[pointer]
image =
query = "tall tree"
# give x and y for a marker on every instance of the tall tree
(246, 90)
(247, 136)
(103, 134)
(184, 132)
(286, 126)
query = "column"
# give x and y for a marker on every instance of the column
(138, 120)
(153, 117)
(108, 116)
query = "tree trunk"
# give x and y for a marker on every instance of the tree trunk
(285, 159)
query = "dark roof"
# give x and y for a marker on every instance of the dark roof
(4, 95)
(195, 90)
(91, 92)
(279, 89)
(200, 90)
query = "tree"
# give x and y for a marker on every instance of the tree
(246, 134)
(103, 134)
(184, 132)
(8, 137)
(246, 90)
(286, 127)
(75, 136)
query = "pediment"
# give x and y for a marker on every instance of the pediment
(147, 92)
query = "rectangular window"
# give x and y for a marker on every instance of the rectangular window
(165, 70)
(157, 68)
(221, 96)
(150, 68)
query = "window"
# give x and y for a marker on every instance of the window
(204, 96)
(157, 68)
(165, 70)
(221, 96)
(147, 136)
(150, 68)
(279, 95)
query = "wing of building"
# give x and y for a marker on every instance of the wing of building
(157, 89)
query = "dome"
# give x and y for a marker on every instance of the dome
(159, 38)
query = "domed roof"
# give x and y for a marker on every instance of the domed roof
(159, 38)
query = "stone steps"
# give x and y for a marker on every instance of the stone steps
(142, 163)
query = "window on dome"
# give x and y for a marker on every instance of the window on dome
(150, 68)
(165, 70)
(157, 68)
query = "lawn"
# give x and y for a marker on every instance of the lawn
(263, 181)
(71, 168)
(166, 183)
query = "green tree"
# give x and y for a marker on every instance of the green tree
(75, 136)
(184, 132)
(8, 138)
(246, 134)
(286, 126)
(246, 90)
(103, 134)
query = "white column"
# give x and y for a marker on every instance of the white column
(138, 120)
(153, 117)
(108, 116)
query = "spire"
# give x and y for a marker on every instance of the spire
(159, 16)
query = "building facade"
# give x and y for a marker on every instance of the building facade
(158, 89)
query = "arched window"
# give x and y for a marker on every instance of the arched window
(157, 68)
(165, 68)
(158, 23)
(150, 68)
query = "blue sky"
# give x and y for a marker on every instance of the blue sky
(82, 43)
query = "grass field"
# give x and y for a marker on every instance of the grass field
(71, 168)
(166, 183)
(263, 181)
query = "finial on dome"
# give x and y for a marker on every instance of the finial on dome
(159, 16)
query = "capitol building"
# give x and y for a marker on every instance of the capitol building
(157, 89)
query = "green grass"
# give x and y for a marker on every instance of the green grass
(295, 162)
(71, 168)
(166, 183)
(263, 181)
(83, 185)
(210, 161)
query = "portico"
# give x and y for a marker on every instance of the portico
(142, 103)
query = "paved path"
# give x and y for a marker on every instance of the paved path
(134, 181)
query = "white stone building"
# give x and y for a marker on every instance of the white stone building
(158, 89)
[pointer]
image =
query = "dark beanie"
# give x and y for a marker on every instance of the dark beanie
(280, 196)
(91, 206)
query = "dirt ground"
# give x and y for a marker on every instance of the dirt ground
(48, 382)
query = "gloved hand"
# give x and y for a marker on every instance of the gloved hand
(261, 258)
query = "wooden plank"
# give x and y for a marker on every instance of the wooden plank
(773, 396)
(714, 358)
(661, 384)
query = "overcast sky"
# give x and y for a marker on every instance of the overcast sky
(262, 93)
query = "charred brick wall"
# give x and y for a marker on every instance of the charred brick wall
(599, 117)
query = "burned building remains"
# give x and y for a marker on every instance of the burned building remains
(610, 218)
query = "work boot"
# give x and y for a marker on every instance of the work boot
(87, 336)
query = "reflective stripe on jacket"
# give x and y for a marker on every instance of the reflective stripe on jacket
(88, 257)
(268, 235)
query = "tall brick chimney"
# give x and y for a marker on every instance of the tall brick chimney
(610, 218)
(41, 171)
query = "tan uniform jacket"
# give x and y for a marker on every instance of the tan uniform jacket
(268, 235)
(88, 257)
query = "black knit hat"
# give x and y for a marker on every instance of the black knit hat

◇ ◇ ◇ ◇ ◇

_Goal:_ Retype all the records, matching them exactly.

_Response to this task:_
[pointer]
image =
query = "tall tree"
# give x and y for a marker on every instance of the tall tree
(246, 90)
(247, 136)
(103, 134)
(184, 132)
(286, 126)
query = "column"
# give x and y for a marker on every instance of the column
(138, 120)
(153, 117)
(108, 116)
query = "tree trunk"
# give x and y for a marker on every instance of the tree trunk
(285, 159)
query = "dark roof"
# give x and y for a marker on every instance of the dark roof
(4, 95)
(195, 90)
(91, 92)
(279, 89)
(200, 90)
query = "tree"
# give x and y for a marker on every instance of the tree
(246, 134)
(103, 134)
(184, 132)
(8, 137)
(246, 90)
(286, 127)
(75, 136)
query = "pediment"
# give x and y for a marker on every instance of the pediment
(147, 92)
query = "rectangular window"
# give x and y for a marker on every instance of the rectangular window
(165, 70)
(157, 68)
(221, 96)
(150, 68)
query = "window"
# give x and y for a marker on every instance of the window
(204, 96)
(157, 68)
(165, 70)
(221, 96)
(147, 136)
(150, 68)
(279, 95)
query = "wing of building"
# give x and y for a marker on every instance of the wing of building
(157, 89)
query = "dome"
# give x and y for a marker on every instance of the dome
(159, 38)
query = "domed roof"
# give x and y for a marker on every instance of the domed roof
(159, 38)
query = "stone steps"
# give x and y for a marker on every instance of the stone steps
(142, 163)
query = "window on dome"
# give x and y for a marker on every instance of the window on dome
(150, 68)
(165, 70)
(157, 68)
query = "lawn"
# give x and y for a marker on every instance of the lawn
(263, 181)
(71, 168)
(166, 183)
query = "green tree"
# give x and y for a marker on every instance of the green tree
(75, 136)
(184, 132)
(8, 138)
(246, 134)
(286, 126)
(246, 90)
(103, 134)
query = "white column"
# give x and y for a marker on every instance of the white column
(138, 120)
(153, 117)
(108, 116)
query = "spire"
# give x and y for a marker on every instance of the spire
(159, 16)
query = "building facade"
# give x and y for a marker on every instance of the building facade
(158, 89)
query = "arched window"
# give x and y for a marker on every instance of the arched window
(157, 68)
(165, 68)
(158, 23)
(150, 68)
query = "blue sky"
# give x and y for a marker on every instance of the blue sky
(82, 43)
query = "grass field"
# give x and y for a marker on every instance of the grass field
(71, 168)
(166, 183)
(263, 181)
query = "finial on dome"
# give x and y for a marker on every instance of the finial on dome
(159, 16)
query = "capitol building"
# give x and y for a marker on every instance of the capitol building
(157, 89)
query = "green grass"
# give x and y for a marker on every instance of the green grass
(295, 162)
(71, 168)
(166, 183)
(263, 181)
(83, 185)
(210, 161)
query = "portico"
# give x and y for a marker on every instance of the portico
(142, 103)
query = "paved path"
# give x and y for a marker on every instance of the paved path
(134, 181)
query = "white stone building"
# give x and y for a marker on every instance of the white stone building
(158, 89)
[pointer]
image =
query = "dark beanie"
# give x and y for a marker on every instance of the dark beanie
(280, 196)
(91, 206)
query = "dirt ground"
# give x and y for a marker on every instance of the dirt ground
(48, 382)
query = "gloved hand"
# give x and y for a marker on every instance of the gloved hand
(261, 258)
query = "wooden plank"
# give x and y for a marker on every instance of the wooden plank
(773, 396)
(714, 358)
(661, 384)
query = "overcast sky"
# give x and y for a marker on every instance of the overcast sky
(262, 93)
query = "charred brick wall"
# give x and y for a marker on every instance of the charred brick wall
(599, 117)
query = "burned building remains"
# give x and y for a marker on every instance of the burned building remains
(610, 218)
query = "work boot"
# give x and y for a marker on every instance of the work boot
(87, 336)
query = "reflective stripe on jacket"
# give x and y for a marker on every instance of the reflective stripe on jacket
(88, 257)
(268, 235)
query = "tall brick chimney"
# give x and y for a marker on every instance of the tall brick chimney
(610, 218)
(41, 171)
query = "tan uniform jacket"
# give x and y for a marker on every instance of the tan uniform jacket
(268, 235)
(88, 257)
query = "black knit hat"
# give x and y for a marker on every instance of the black knit hat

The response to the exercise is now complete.